## DOKUMENTAUSZUG
◆ ◆ ◆ ◆
Mag. Barbara Prammer                                                           Wien, am     Juni 2010

Parlament

1017 Wien                                                                GZ: BMF-310205/0088-I/4/2010

 

 

 

 

Sehr geehrte Frau Präsidentin!

 

 

Auf die schriftliche parlamentarische Anfrage Nr. 5066/J vom 16. April 2010 der Abgeordneten Dipl.-Ing. Gerhard Deimek, Kolleginnen und Kollegen beehre ich mich Folgendes mitzuteilen:

 

Zu 1. und 2.:

Die Auswirkung der Gruppenbesteuerung kann nur sehr grob geschätzt werden, weil sich aus den vorhandenen Daten nicht die fiktive Körperschaftsteuer nach Rechtslage 2004 – also vor Einführung der Gruppenbesteuerung – ermitteln lässt. Es kann grundsätzlich nur das Mehraufkommen ermittelt werden, das anfallen würde, wenn die Gruppenbesteuerung ersatzlos gestrichen würde (d.h. ohne Wiedereinführung der Organschaft) und wenn die sonstigen steuerlichen Möglichkeiten im Zusammenhang mit Beteiligungen, die innerhalb von Gruppen nicht bestehen (wie etwa Teilwertabschreibungen), abgeschafft würden. Abgesehen davon können etliche Gruppen wegen noch nicht abgeschlossener Veranlagung und
EDV-Erfassungsproblemen nicht in die Auswertung einbezogen werden. Aus der Hoch­rechnung der Auswertung der Veranlagungsdaten 2005 ergibt sich unter den oben genannten Annahmen (separate Besteuerung aller Körperschaften) ein Ausfall an Körper­schaftsteuer von grob 450 Millionen Euro. Diese Schätzung lässt jedoch unberücksichtigt, dass es sich um keine endgültigen Steuerausfälle handelt, und sie lässt auch unberücksichtigt, dass eine Abschaffung der Gruppenbesteuerung ohne Wiedereinführung der Organschaft sowie eine generelle Abschaffung von Teilwertabschreibungen steuerlich nicht sachgerecht und daher in der Praxis nicht realistisch wäre.
◆ ◆ ◆ ◆
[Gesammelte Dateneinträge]
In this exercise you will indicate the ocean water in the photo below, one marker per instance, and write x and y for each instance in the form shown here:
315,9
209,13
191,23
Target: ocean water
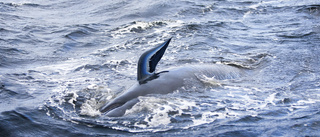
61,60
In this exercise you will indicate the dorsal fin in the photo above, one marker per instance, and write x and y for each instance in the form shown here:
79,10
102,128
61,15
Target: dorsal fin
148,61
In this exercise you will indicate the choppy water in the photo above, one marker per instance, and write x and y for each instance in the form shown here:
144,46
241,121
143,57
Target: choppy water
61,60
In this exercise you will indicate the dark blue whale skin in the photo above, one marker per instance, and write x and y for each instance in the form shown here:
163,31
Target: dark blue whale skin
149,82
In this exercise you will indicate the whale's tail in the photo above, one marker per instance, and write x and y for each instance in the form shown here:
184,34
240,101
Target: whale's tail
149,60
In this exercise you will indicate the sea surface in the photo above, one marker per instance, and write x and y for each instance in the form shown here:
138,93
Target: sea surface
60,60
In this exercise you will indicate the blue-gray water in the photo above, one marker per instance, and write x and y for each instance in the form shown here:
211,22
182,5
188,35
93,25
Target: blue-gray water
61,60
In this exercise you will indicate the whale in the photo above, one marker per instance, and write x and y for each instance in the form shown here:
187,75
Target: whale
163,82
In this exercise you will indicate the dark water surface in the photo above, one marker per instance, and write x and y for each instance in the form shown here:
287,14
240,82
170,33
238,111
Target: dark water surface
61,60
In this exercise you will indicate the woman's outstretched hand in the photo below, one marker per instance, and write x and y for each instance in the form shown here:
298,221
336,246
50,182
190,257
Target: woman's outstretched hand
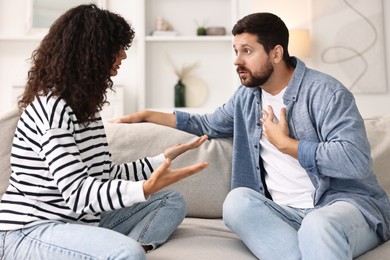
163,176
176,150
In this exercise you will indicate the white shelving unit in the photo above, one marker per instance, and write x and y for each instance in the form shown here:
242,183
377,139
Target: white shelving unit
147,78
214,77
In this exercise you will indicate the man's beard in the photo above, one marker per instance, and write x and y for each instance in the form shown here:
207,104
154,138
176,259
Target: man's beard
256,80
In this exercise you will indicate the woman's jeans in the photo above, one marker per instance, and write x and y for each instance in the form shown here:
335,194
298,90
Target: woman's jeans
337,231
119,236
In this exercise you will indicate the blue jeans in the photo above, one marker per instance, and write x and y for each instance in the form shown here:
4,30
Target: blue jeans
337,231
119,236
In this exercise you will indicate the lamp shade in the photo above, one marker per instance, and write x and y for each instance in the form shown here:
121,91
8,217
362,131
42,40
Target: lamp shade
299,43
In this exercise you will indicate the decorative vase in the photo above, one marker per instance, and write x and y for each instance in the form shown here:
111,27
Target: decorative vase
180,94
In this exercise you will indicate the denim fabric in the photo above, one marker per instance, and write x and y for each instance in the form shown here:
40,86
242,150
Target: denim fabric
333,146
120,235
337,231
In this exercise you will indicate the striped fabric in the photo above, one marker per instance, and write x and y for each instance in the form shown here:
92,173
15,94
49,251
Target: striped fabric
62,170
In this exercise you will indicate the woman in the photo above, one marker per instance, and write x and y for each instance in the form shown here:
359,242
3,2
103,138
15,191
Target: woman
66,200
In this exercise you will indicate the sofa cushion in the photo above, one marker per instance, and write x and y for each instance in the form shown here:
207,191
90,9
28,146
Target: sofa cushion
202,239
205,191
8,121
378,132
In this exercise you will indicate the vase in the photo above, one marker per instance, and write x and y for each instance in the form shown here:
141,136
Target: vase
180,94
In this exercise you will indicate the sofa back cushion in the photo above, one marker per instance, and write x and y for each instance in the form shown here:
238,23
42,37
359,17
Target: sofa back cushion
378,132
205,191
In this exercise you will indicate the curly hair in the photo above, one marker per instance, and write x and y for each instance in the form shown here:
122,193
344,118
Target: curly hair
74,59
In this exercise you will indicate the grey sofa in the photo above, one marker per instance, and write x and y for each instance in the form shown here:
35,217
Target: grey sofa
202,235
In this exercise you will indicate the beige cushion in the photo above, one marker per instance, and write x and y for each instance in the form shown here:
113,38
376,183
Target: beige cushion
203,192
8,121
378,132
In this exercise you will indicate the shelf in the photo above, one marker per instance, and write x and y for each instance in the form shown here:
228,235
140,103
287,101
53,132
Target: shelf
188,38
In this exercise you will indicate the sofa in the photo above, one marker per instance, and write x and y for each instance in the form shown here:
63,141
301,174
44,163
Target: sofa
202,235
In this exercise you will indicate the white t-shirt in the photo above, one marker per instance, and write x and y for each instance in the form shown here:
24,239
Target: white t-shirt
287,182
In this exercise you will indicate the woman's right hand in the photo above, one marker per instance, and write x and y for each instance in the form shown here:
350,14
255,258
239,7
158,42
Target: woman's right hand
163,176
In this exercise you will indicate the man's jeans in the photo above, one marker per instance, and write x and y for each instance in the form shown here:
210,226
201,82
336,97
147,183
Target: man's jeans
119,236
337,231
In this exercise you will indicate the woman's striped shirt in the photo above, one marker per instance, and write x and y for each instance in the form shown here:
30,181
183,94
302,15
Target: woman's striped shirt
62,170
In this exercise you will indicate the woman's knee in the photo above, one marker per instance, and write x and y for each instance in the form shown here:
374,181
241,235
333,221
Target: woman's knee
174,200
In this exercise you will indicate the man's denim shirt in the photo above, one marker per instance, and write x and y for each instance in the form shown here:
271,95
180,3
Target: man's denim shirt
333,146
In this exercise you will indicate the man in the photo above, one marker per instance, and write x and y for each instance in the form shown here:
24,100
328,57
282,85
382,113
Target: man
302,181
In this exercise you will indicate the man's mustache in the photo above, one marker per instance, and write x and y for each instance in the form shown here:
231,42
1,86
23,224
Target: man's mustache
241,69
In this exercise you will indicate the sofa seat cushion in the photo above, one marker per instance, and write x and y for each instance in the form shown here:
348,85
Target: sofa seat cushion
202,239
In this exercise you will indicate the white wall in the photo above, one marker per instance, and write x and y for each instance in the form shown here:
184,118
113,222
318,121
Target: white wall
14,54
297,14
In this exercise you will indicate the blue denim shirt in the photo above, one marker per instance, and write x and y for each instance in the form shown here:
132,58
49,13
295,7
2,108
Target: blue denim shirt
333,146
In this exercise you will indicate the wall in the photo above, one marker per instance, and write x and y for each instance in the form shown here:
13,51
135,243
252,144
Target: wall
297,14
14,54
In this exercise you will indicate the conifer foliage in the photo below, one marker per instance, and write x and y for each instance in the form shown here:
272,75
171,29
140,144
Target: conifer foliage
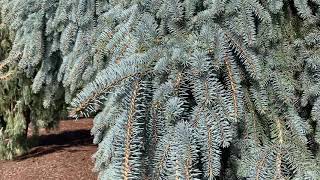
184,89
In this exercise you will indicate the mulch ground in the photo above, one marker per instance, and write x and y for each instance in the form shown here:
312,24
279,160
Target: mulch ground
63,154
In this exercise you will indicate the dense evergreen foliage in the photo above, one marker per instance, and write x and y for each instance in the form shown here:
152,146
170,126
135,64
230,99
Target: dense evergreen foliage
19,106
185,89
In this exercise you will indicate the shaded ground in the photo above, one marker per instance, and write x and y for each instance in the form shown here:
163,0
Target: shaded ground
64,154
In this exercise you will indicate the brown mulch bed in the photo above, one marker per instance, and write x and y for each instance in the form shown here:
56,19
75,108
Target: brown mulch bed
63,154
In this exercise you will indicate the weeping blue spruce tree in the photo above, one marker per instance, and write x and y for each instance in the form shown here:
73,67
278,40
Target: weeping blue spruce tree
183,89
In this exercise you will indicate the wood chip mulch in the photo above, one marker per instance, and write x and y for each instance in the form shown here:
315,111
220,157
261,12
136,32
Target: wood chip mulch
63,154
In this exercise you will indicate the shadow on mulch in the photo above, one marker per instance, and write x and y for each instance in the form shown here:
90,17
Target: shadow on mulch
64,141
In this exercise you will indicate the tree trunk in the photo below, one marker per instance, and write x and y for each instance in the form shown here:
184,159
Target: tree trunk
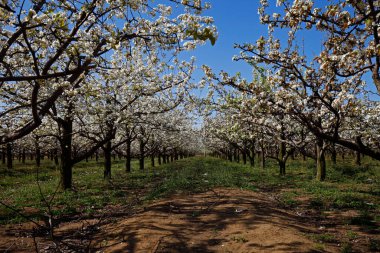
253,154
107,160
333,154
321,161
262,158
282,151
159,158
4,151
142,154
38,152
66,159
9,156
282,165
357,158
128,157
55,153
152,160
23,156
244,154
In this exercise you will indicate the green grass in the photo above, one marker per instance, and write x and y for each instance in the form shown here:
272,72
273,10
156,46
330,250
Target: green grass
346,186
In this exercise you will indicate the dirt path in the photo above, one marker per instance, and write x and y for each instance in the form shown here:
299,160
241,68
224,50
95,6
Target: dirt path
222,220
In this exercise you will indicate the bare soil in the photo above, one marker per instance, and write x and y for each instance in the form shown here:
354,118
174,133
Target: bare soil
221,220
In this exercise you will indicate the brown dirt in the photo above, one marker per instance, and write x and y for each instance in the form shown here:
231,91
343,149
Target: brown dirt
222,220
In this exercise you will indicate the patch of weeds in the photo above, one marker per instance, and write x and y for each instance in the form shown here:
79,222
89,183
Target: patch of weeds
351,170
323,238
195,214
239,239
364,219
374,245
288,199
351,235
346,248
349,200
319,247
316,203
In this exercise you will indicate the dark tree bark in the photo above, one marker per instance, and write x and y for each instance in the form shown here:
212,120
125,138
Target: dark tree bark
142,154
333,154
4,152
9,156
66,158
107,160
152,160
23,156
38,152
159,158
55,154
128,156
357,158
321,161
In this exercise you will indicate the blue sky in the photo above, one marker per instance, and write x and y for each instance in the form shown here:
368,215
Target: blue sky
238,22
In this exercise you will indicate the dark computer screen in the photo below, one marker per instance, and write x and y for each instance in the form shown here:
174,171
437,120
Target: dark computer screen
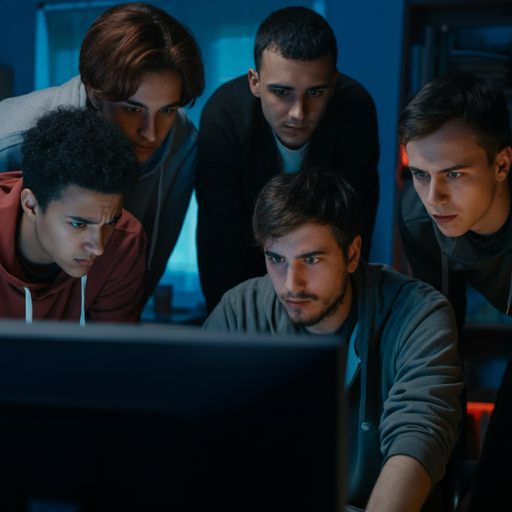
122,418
◆ ◆ ◆ ◆
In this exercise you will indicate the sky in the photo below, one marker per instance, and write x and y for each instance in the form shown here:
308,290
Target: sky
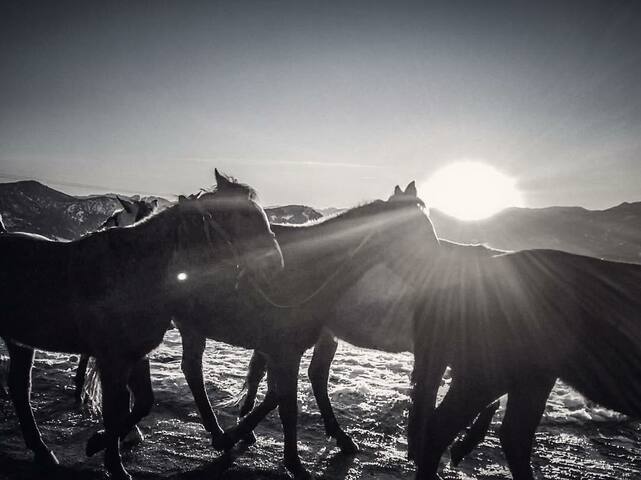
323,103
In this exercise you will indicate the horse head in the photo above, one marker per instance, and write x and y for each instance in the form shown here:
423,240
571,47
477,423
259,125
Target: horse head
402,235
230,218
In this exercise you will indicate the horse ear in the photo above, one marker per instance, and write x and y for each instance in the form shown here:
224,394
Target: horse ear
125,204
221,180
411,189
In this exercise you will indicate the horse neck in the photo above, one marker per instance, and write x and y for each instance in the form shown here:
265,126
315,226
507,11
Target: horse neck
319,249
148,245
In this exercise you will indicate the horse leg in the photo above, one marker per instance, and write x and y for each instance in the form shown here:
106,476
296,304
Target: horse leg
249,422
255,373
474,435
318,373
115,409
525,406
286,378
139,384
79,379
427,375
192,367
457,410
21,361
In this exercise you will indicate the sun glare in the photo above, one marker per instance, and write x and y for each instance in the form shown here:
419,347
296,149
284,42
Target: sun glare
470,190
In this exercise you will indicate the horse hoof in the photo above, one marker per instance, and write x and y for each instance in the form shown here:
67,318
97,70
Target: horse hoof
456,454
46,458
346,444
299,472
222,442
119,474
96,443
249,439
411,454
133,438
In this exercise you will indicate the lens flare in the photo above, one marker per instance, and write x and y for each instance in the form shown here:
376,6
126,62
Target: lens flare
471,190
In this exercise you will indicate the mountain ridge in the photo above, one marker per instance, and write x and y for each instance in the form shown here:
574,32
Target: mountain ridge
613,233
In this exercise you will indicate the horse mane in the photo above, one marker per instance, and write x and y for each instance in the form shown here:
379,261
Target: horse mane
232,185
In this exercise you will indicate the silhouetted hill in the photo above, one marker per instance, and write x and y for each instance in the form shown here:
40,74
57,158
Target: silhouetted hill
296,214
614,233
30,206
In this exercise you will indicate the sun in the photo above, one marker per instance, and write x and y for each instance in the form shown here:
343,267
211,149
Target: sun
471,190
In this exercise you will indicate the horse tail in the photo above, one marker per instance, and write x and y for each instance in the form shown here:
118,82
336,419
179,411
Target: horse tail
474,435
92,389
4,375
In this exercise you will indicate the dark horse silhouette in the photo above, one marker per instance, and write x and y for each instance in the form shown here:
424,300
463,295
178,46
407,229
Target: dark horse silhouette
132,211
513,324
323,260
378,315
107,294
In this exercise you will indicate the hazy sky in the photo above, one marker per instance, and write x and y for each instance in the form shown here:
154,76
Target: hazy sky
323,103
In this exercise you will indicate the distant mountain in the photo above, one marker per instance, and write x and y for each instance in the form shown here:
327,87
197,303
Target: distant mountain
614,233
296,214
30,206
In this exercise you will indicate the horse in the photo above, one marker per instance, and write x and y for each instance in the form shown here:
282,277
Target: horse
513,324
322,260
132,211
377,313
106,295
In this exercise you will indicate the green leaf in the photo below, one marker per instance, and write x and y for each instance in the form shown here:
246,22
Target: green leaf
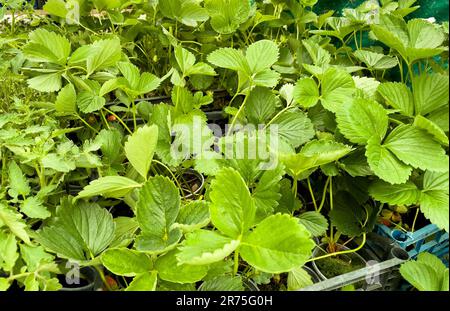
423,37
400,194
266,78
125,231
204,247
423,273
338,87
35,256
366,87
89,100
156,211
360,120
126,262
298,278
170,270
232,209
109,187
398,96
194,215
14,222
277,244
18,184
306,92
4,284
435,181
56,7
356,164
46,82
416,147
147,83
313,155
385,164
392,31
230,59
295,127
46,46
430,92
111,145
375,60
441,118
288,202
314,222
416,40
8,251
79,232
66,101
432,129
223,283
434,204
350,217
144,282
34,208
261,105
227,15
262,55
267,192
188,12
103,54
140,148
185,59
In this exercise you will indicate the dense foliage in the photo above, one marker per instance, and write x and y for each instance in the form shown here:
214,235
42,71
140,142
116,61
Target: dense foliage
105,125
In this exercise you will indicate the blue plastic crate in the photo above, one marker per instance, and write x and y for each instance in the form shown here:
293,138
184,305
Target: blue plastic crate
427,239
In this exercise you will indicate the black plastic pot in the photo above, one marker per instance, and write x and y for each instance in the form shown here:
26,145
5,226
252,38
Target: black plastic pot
◆ ◆ ◆ ◆
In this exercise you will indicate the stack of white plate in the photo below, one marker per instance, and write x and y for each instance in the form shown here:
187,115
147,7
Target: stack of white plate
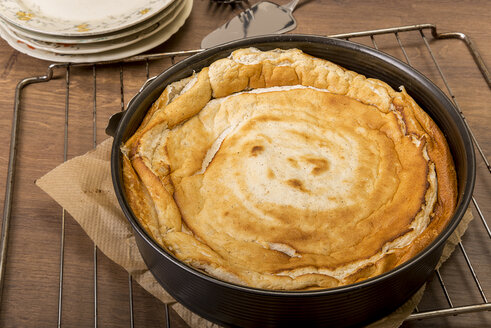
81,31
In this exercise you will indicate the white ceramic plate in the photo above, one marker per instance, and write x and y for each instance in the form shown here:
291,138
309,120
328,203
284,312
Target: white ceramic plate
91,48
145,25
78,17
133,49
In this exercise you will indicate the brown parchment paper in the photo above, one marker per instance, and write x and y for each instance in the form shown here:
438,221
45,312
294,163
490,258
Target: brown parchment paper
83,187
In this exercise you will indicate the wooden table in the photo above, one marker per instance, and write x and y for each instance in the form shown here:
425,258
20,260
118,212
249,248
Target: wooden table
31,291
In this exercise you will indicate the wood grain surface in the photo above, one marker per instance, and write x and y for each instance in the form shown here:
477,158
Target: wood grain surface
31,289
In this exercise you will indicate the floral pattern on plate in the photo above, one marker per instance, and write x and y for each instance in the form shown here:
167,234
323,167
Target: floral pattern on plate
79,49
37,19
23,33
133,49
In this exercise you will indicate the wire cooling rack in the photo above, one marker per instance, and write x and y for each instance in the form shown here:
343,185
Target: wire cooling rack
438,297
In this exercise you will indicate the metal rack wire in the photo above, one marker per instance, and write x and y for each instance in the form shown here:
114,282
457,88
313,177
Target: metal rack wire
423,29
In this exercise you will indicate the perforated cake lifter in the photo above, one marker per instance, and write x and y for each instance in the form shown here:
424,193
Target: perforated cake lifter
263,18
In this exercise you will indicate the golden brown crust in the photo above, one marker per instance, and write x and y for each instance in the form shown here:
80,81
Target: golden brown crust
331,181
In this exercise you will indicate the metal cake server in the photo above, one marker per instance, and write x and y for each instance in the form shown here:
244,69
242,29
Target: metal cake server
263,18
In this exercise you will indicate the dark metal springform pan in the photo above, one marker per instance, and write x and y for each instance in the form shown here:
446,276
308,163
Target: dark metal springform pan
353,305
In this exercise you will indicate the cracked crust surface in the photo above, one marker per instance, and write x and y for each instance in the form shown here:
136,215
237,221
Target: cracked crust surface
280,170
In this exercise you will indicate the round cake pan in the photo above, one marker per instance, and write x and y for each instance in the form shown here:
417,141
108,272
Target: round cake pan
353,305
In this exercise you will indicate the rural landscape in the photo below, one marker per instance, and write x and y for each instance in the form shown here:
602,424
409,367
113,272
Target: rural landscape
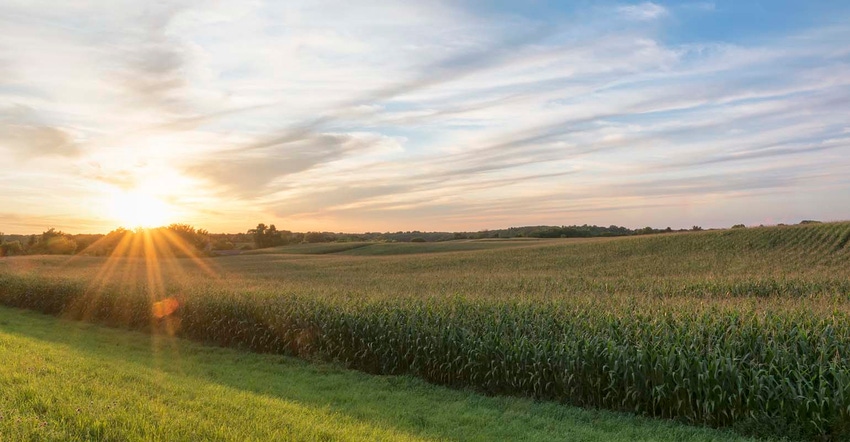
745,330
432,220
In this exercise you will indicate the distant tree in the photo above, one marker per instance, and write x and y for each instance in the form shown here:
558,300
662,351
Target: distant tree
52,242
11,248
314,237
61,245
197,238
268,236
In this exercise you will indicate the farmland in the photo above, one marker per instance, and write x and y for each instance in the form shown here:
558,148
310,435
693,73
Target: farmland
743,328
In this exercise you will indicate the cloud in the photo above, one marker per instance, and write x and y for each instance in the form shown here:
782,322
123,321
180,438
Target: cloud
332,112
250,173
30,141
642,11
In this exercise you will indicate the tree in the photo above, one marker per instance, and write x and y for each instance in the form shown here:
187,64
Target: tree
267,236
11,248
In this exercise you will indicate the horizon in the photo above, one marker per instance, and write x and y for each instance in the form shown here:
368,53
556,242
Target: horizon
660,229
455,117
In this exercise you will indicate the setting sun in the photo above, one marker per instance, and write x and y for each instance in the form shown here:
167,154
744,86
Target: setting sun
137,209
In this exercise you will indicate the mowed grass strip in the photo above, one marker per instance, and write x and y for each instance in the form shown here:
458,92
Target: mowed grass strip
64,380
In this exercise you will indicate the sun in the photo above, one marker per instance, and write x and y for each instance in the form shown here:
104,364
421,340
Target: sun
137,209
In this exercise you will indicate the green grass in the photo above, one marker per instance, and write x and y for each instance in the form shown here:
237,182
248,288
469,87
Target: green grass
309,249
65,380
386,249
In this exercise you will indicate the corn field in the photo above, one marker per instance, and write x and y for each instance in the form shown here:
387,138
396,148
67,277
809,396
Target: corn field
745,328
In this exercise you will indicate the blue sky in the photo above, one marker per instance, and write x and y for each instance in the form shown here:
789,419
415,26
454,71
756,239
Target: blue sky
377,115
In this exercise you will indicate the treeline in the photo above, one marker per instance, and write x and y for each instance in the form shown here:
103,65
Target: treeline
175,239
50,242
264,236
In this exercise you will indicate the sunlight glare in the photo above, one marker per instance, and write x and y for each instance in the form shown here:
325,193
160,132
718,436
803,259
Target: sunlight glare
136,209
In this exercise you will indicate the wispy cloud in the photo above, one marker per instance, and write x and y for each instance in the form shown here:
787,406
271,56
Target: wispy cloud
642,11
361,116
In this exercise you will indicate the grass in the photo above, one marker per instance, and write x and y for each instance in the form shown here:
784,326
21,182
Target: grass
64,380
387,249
◆ ◆ ◆ ◆
## ZU LÖSENDE AUFGABEN
1. Welchen Ausfall an Körperschaftsteuer ergibt laut Dokumentauszug die Hochrechnung der Veranlagungsdaten 2005?
2. Erläutern Sie anhand des Dokumentauszugs, weshalb die Auswirkung der Gruppenbesteuerung nur sehr grob geschätzt werden kann.
Die Datensätze stammen aus einer anderen Quelle als der Dokumentauszug.

## LÖSUNGEN
1. Einen Ausfall von grob 450 Millionen Euro.

2. Aus den vorhandenen Daten lässt sich die fiktive Körperschaftsteuer nach Rechtslage 2004, also vor Einführung der Gruppenbesteuerung, nicht ermitteln. Daher kann grundsätzlich nur das Mehraufkommen bei ersatzloser Streichung der Gruppenbesteuerung und Abschaffung der sonstigen steuerlichen Möglichkeiten im Zusammenhang mit Beteiligungen ermittelt werden.